Your objective — The records that follow should be retyped word for word.

Excerpted data —
━━━━━━
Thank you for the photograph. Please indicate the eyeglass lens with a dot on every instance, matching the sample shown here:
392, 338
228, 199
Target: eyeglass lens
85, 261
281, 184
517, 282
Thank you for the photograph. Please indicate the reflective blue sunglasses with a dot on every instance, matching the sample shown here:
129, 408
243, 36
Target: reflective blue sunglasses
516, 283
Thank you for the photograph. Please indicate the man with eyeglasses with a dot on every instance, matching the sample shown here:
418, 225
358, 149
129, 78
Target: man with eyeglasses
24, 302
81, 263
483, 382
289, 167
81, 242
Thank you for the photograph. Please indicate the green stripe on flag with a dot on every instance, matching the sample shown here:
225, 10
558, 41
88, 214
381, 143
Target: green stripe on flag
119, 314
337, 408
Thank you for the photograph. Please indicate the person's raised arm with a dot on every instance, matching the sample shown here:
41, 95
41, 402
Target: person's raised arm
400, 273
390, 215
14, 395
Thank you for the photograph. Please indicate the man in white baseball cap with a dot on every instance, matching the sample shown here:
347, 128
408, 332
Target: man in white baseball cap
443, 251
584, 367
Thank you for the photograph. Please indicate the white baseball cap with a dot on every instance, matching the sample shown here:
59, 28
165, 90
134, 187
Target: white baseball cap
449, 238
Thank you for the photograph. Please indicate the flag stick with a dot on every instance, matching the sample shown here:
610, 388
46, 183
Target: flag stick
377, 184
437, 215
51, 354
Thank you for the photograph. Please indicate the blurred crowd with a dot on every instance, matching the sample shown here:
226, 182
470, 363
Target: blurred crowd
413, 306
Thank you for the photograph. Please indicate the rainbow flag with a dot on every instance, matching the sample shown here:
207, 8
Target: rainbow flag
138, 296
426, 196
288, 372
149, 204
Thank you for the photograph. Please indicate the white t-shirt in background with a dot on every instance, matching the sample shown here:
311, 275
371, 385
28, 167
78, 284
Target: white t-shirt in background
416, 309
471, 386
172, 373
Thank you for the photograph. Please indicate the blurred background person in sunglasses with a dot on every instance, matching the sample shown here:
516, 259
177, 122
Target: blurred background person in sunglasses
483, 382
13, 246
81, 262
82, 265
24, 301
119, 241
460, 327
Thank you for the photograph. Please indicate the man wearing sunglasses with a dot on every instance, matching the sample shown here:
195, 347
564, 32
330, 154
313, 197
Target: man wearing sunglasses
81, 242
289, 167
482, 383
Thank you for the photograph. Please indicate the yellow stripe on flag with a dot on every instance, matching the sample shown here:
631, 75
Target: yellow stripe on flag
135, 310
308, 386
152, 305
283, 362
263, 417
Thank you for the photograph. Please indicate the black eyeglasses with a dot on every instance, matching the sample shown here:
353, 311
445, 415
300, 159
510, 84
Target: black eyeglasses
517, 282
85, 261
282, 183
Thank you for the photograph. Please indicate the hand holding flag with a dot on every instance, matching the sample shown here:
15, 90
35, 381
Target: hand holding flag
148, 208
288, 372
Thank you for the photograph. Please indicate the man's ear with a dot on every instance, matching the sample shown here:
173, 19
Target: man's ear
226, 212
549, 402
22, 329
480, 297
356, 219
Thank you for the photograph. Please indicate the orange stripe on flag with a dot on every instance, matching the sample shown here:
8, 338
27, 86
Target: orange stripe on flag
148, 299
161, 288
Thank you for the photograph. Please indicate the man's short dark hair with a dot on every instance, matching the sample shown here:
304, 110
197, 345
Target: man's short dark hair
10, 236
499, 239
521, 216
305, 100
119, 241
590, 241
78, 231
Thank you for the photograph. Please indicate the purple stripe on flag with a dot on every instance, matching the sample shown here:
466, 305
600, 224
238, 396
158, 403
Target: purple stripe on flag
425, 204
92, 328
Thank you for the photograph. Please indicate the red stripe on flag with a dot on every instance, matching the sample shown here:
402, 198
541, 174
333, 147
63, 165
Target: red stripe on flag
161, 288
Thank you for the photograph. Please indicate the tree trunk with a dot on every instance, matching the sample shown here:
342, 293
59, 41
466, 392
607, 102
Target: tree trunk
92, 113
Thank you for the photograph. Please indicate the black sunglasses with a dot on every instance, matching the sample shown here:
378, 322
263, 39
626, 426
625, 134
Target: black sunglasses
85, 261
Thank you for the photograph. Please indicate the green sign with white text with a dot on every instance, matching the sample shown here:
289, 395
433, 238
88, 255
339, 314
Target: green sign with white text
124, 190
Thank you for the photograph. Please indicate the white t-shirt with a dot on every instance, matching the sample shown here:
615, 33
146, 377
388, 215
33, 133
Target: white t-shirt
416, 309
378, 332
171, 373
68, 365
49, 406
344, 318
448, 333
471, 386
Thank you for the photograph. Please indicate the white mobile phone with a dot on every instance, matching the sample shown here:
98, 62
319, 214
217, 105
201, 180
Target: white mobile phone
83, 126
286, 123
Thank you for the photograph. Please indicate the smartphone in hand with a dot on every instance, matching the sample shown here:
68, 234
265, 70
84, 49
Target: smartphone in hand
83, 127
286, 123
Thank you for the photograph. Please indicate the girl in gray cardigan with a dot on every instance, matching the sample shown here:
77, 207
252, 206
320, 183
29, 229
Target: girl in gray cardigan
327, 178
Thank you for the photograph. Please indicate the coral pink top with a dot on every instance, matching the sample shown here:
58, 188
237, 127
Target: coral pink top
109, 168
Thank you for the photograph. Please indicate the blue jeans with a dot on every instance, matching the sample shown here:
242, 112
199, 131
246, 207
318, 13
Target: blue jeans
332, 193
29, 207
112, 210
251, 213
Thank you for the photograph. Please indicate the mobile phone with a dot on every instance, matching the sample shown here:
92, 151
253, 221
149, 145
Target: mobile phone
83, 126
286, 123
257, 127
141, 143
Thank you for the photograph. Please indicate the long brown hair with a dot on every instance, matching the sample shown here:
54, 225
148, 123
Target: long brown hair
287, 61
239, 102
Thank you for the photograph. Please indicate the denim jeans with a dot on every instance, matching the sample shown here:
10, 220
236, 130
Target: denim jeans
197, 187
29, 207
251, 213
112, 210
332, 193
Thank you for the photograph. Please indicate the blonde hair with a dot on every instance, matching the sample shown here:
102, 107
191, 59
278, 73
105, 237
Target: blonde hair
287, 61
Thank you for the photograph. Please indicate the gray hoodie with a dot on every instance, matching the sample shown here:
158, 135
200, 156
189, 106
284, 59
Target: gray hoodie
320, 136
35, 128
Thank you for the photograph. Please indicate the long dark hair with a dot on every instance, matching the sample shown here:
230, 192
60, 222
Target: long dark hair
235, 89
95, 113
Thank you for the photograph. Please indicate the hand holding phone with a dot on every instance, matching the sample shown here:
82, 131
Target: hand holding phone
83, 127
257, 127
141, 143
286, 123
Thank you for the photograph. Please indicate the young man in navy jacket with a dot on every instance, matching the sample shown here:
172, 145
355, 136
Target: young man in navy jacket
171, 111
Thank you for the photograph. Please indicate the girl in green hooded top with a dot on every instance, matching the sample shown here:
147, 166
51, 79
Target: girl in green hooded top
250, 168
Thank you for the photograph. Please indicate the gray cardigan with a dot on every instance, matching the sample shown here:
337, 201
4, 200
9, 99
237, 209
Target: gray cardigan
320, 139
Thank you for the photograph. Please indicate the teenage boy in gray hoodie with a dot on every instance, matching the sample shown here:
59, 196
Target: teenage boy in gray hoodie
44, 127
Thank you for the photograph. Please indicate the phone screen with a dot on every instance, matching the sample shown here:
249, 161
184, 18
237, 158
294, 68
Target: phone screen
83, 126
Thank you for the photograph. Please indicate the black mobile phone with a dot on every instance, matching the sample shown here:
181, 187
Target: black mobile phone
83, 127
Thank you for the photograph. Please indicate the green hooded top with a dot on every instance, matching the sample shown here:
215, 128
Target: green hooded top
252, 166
━━━━━━
Answer to this exercise —
Thank you for the photograph. Please indicate the eyeglass lens with a dot on every instance, matching the sample shown here:
392, 338
228, 199
Target: eyeglass lens
85, 261
281, 184
517, 282
Thank you for the photograph. Please indicate the reflective blue sunglasses with a dot on every instance, matching the sample shown here:
129, 408
243, 36
Target: reflective blue sunglasses
516, 283
Thank you for the photograph. Please indicate the man with eyeglasses with a dot on every instance, matching the sample shown here:
418, 225
358, 149
129, 78
Target: man with eyeglasses
24, 302
81, 263
483, 382
289, 167
81, 242
Thank you for the photograph. Please indicate the green stripe on flag with a dot on every instance, matching the sample shown here:
225, 10
558, 41
88, 214
381, 143
Target: green stripe on flag
119, 314
337, 408
Thank you for the photograph. Please indicate the person's raised arm with a dot on every instance, matching the sample shown here:
41, 95
41, 402
Target: person's raised arm
400, 273
390, 215
14, 395
Thank you for the photograph. Please indicate the man in white baseball cap with a dot on every instance, matching the sample shown here:
347, 128
408, 332
Target: man in white baseball cap
443, 251
584, 367
Thank you for the photograph. Please indicate the white baseball cap with a dot on every instance, matching the sample shown here:
59, 28
165, 90
134, 187
Target: white baseball cap
449, 238
Thank you for the photograph. Please indicate the flag stick with a dot on every instance, matching the sample shown here:
610, 388
46, 183
Target: flag stick
377, 184
437, 215
51, 354
Thank you for the photograph. Please indicate the blurred crowd with a dot on every instance, matching the sample shown here:
226, 182
470, 363
Target: blurred crowd
413, 306
Thank you for the photograph. Please indicate the rainbow flag with a dot on every instance, matching the sample shown here:
207, 8
Target: rainbow flag
138, 296
426, 196
288, 372
149, 204
Thank you for the photograph. Please indicate the white t-shirt in background with a dot on every instance, matching the sample shown here:
311, 275
371, 385
28, 167
78, 284
Target: white t-shirt in background
416, 309
471, 386
172, 373
Thank you for the photograph. Please indicate the blurred background person in sunglasses with a dot on every instance, matching the sample shown here:
516, 259
177, 122
Target: blurred background person in sunglasses
483, 382
13, 246
81, 262
82, 265
24, 301
119, 241
460, 327
Thank you for the photograph. Please indicate the man wearing sunglasses with a dot on every instance, matching the sample shown here:
195, 347
564, 32
330, 154
313, 197
Target: man wearing sunglasses
81, 242
289, 167
482, 383
Thank you for the photograph. Please indicate the yellow stripe on flag with a dot on every instance, matching the sample shown here:
631, 75
Target: yellow stripe on flag
135, 310
308, 386
152, 305
283, 362
263, 417
Thank you for the photograph. Please indicate the black eyeglasses with a dot on every instance, matching the sample shown here:
353, 311
445, 415
300, 159
510, 84
Target: black eyeglasses
517, 282
85, 261
282, 183
Thank you for the photograph. Please indicate the hand holding flag with a dot on every instance, matching the sample shown here:
15, 90
35, 381
Target: hand holding flag
148, 208
288, 372
Thank you for the photograph. Please indicate the man's ear with a dot on every instance, matching the sample shown here:
173, 19
Target: man's ear
226, 212
549, 402
22, 329
480, 297
356, 219
Thank you for the photograph. Please indicate the orange stripe on flag with a dot on every instance, matching the sample shown here:
8, 338
27, 86
Target: orange stripe on flag
148, 299
161, 288
Thank you for the photograph. Please indicate the man's short dark hair with a dot on every instance, matching the sample shown here:
304, 110
197, 345
Target: man's short dark hair
10, 236
499, 239
521, 216
305, 100
119, 241
590, 241
78, 231
Thank you for the photograph. Please indicate the purple stripe on flag with a dot on every instance, matching the sample shown here:
466, 305
600, 224
238, 396
158, 403
Target: purple stripe on flag
425, 204
92, 328
Thank you for the photograph. Please indicate the red stripe on flag with a dot on every instance, matching the sample shown here:
402, 198
541, 174
333, 147
63, 165
Target: red stripe on flag
161, 288
Thank you for the photograph. Please indicate the tree trunk with a dot on every instance, matching the sample shown here:
342, 293
59, 41
466, 392
607, 102
Target: tree trunk
92, 113
Thank you for the photograph. Please indicate the black sunglasses with a dot on every instance, matching the sample shown here:
378, 322
263, 39
626, 426
625, 134
Target: black sunglasses
85, 261
Thank you for the photograph. Please indicate the green sign with white text with a dot on every instance, matching the sample shown here:
289, 395
433, 238
88, 255
339, 314
Target: green sign with white text
124, 190
Thank you for the photograph. Please indicate the white t-shirt with a dot on every instance, matching the sample shown here:
615, 33
146, 377
388, 215
33, 133
Target: white t-shirt
416, 309
378, 332
171, 373
68, 365
49, 406
344, 318
448, 333
471, 386
Thank you for the photograph. Please indicate the white mobile phone with a dot on every instance, matching the sample shown here:
98, 62
319, 214
217, 105
201, 180
Target: white mobile phone
83, 126
286, 123
Thank you for the photograph. Please indicate the smartphone in hand with a dot on every instance, matching the sample shown here:
68, 234
265, 70
84, 49
Target: smartphone in hand
83, 127
286, 123
Thank you for the photograph. Please indicate the girl in gray cardigan with a dot on every instance, matching the sample shown here:
77, 207
252, 206
320, 183
29, 229
Target: girl in gray cardigan
327, 178
Thank you for the photograph. Please indicate the coral pink top with a dot on every instance, matching the sample shown here:
58, 188
237, 127
Target: coral pink top
109, 168
Thank you for the photograph. Please indicate the blue jeans with a dot on every instance, matching the sample shown here:
242, 112
199, 131
246, 207
318, 13
Target: blue jeans
332, 193
29, 207
112, 210
251, 213
Thank you for the photograph. Please indicate the mobile phone with a dot on every instance, matching the sample shown here:
92, 151
253, 221
149, 145
Target: mobile phone
83, 126
286, 123
257, 127
141, 143
Thank you for the photograph. Please indicate the long brown hair with a dot on every instance, matching the sample shown here:
54, 225
148, 123
Target: long brown hair
287, 61
239, 102
Thank you for the photograph. Please indicate the denim jeans with a dot on every instance, matching the sample shown here:
10, 220
236, 130
Target: denim jeans
197, 187
29, 207
251, 213
112, 210
332, 193
Thank you for the photograph. Please indicate the blonde hair with a dot on every instance, matching the sample shown here:
102, 107
191, 59
278, 73
105, 237
Target: blonde hair
287, 61
Thank you for the photograph. Please indicate the gray hoodie with a dot on every instance, matching the sample shown here:
158, 135
200, 156
189, 106
284, 59
Target: gray hoodie
320, 136
35, 128
Thank you for the photograph. Please indicate the long dark hair with a dot on every instance, matching the sample shown here:
230, 192
60, 222
Target: long dark hair
235, 89
95, 113
Thank you for the photograph. Please indicate the hand holding phone with a dot on every instance, matching the sample shown here:
82, 131
Target: hand holding phone
83, 127
257, 127
141, 143
286, 123
Thank you for the photograph. Please indicate the young man in navy jacket with a dot on every instance, matching the sample shown here:
172, 145
355, 136
Target: young man in navy jacket
171, 111
Thank you for the photograph. Please indicate the girl in green hooded top with a dot on every instance, matching the sample shown here:
147, 166
51, 79
Target: girl in green hooded top
250, 168
Thank you for the photograph. Please indicate the gray cardigan with a dot on every instance, matching the sample shown here:
337, 201
4, 200
9, 99
237, 209
Target: gray cardigan
320, 139
Thank you for the photograph. Please indicate the teenage boy in gray hoodie with a dot on every instance, matching the sample shown here:
59, 196
Target: teenage boy in gray hoodie
44, 127
Thank you for the photograph. Please indicate the phone screen with a dot on every instance, matching the sample shown here:
249, 161
184, 18
237, 158
294, 68
Target: phone screen
83, 126
Thank you for the photograph. Please indicate the black mobile phone with a dot on every instance, matching the sample shown here:
181, 187
Target: black mobile phone
83, 127
Thank you for the photograph. Please indicate the green hooded top with a dot on every instance, matching the sample shown here:
215, 128
Target: green hooded top
252, 166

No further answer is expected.